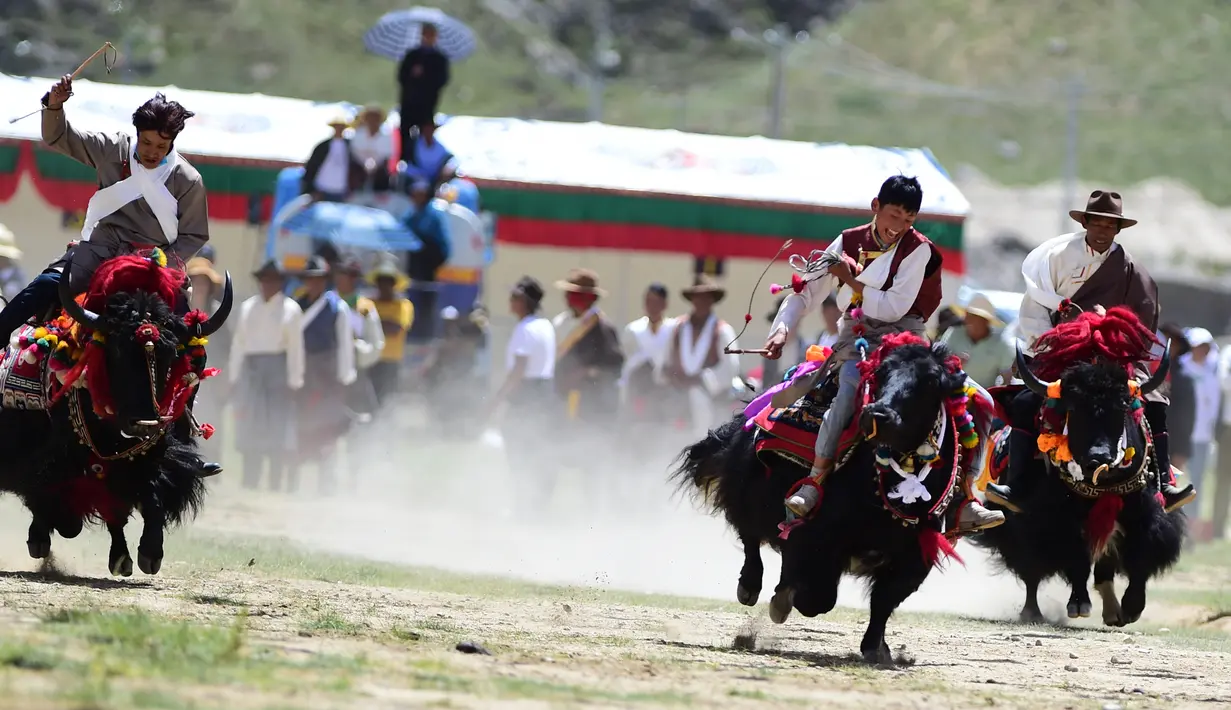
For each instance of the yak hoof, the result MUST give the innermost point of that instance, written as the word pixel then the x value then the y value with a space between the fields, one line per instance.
pixel 122 566
pixel 1080 609
pixel 149 565
pixel 781 604
pixel 1032 615
pixel 40 549
pixel 882 656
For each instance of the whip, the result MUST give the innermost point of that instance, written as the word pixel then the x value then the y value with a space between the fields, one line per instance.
pixel 108 63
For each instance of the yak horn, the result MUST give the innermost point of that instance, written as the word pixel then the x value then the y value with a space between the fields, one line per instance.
pixel 1023 370
pixel 219 316
pixel 1160 375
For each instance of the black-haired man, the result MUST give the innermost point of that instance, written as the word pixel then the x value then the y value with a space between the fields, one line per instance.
pixel 886 278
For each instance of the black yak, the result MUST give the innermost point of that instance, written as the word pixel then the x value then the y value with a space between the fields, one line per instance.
pixel 1092 498
pixel 884 510
pixel 113 378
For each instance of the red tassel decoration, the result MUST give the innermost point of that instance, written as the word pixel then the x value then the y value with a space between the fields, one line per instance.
pixel 1101 522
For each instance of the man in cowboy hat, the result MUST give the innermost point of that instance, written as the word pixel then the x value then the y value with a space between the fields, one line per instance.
pixel 589 357
pixel 886 276
pixel 697 364
pixel 396 315
pixel 1091 271
pixel 329 370
pixel 332 171
pixel 267 361
pixel 985 353
pixel 372 147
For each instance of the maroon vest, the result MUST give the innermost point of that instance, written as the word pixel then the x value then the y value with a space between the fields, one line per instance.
pixel 859 244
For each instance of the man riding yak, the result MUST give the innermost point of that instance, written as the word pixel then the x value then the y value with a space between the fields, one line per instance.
pixel 1085 271
pixel 888 281
pixel 148 196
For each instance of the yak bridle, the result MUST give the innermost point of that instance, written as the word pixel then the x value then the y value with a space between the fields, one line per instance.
pixel 147 335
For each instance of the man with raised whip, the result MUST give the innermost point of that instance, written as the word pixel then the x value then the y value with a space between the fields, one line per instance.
pixel 148 196
pixel 1085 271
pixel 888 279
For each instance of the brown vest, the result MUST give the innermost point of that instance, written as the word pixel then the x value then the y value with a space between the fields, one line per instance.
pixel 859 244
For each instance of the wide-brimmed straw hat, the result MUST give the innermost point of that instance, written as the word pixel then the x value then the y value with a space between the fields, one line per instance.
pixel 981 307
pixel 581 281
pixel 1103 203
pixel 201 266
pixel 388 268
pixel 707 286
pixel 528 288
pixel 316 267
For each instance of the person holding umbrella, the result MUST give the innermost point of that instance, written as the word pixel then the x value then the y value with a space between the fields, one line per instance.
pixel 425 42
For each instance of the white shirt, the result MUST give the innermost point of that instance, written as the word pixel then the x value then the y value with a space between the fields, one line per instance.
pixel 1209 393
pixel 334 172
pixel 1054 272
pixel 270 327
pixel 644 346
pixel 344 335
pixel 366 145
pixel 533 339
pixel 888 305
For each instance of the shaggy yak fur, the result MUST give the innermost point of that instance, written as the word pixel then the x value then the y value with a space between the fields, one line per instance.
pixel 851 530
pixel 64 484
pixel 1060 533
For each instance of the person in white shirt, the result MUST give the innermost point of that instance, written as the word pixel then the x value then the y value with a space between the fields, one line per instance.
pixel 372 147
pixel 332 171
pixel 1202 364
pixel 329 370
pixel 266 366
pixel 529 363
pixel 698 366
pixel 646 345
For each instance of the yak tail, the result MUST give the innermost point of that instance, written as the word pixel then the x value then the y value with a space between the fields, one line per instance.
pixel 1101 522
pixel 936 548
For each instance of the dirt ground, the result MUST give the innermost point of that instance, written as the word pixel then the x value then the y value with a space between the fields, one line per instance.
pixel 255 608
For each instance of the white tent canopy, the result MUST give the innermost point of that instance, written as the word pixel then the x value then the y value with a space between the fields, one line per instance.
pixel 595 155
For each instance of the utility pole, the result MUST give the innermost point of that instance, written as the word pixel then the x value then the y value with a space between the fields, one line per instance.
pixel 603 58
pixel 1074 96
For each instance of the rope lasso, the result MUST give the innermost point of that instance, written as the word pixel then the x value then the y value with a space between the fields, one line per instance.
pixel 108 62
pixel 747 315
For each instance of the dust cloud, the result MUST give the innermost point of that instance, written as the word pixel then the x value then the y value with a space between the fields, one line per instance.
pixel 614 522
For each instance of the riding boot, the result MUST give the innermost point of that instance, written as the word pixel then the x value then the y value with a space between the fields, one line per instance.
pixel 973 516
pixel 1173 496
pixel 1022 450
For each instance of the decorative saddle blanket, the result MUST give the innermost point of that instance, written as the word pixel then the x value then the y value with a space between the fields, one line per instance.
pixel 790 432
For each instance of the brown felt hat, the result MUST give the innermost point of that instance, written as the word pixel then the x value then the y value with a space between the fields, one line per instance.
pixel 581 281
pixel 1103 203
pixel 704 284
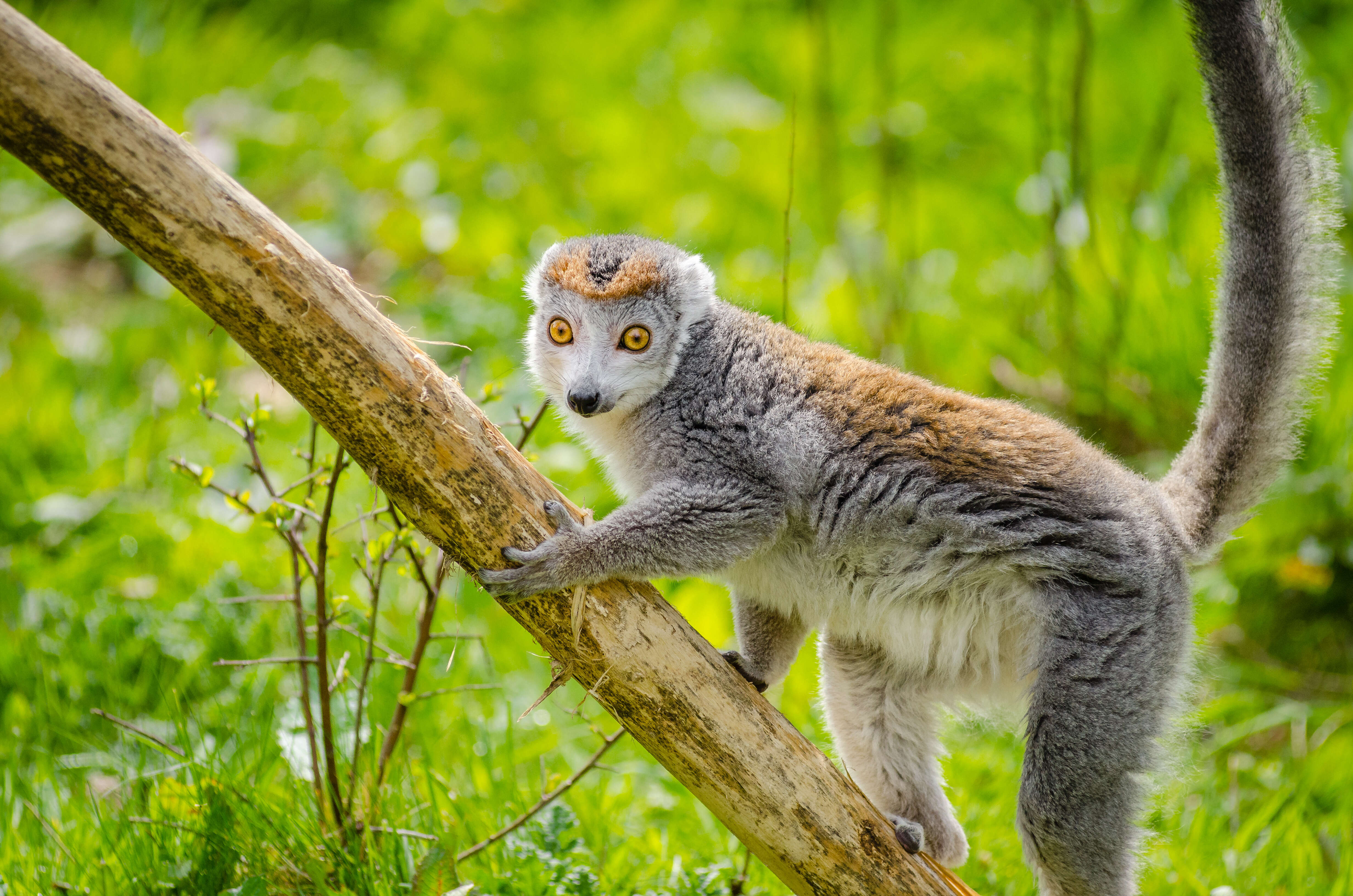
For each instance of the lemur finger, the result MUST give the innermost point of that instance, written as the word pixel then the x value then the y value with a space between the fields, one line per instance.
pixel 559 515
pixel 735 660
pixel 910 834
pixel 516 555
pixel 497 578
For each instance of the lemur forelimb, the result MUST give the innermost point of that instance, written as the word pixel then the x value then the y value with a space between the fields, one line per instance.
pixel 946 547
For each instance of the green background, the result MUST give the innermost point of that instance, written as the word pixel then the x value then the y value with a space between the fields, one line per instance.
pixel 1015 200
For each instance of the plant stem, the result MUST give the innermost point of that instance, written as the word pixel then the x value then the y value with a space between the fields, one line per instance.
pixel 323 639
pixel 397 722
pixel 544 800
pixel 789 202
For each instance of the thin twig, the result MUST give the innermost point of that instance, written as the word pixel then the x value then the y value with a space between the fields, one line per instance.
pixel 256 599
pixel 360 519
pixel 393 654
pixel 374 570
pixel 451 691
pixel 343 667
pixel 327 723
pixel 401 831
pixel 528 428
pixel 136 730
pixel 735 887
pixel 293 536
pixel 51 830
pixel 546 800
pixel 397 722
pixel 789 202
pixel 306 478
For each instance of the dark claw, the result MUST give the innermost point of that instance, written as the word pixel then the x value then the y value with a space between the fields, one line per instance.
pixel 735 660
pixel 910 834
pixel 559 515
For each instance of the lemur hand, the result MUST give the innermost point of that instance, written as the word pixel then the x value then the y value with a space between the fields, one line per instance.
pixel 544 568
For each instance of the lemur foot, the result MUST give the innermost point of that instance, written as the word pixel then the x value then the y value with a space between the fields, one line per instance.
pixel 944 840
pixel 735 660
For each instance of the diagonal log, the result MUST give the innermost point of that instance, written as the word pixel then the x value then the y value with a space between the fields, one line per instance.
pixel 435 454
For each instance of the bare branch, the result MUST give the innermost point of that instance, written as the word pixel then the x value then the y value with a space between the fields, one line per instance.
pixel 401 831
pixel 327 723
pixel 450 691
pixel 546 800
pixel 139 731
pixel 256 599
pixel 397 722
pixel 530 427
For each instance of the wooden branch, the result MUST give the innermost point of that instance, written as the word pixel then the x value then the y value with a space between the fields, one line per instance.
pixel 440 461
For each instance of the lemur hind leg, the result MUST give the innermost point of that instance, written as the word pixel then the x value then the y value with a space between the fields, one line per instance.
pixel 1107 673
pixel 768 642
pixel 884 729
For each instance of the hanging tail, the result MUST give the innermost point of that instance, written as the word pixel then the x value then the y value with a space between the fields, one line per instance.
pixel 1275 308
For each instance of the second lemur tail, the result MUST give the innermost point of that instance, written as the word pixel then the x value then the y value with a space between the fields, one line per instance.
pixel 1275 309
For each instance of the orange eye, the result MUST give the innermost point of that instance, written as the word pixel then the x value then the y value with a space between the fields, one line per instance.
pixel 559 332
pixel 635 339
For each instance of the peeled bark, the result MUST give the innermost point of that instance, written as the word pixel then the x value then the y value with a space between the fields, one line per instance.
pixel 444 465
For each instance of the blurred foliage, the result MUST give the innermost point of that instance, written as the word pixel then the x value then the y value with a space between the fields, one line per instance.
pixel 1013 200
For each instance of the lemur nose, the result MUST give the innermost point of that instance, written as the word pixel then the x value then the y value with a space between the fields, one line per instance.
pixel 585 402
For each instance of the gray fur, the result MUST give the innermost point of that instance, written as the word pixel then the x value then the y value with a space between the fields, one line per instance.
pixel 948 549
pixel 1275 310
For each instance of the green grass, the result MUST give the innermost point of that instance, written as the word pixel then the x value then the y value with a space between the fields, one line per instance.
pixel 434 149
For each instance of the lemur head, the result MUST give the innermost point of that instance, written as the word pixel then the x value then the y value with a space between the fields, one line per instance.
pixel 612 315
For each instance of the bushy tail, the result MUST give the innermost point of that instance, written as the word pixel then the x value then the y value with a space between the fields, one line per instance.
pixel 1275 309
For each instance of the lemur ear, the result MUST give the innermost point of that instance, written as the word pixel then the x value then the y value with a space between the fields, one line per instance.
pixel 696 287
pixel 534 287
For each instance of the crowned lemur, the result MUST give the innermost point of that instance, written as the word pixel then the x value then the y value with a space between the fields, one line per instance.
pixel 946 547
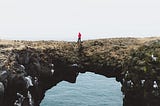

- - - - - - -

### What this task involves
Put the lines from the very start through the line containing "pixel 882 656" into a Markdown table with the columns n and Line, one numbered row per line. Leave out blank lines and pictures.

### Written response
| n | Line |
|---|---|
| 1 | For each instance of the yak hoof, the result MUST give the innermost point of that instance, written as the word pixel then the x value then the y value with a space between the fields, one line per instance. |
| 2 | pixel 122 566 |
| 3 | pixel 1080 609 |
| 4 | pixel 149 565 |
| 5 | pixel 781 604 |
| 6 | pixel 1032 615 |
| 7 | pixel 40 549 |
| 8 | pixel 882 656 |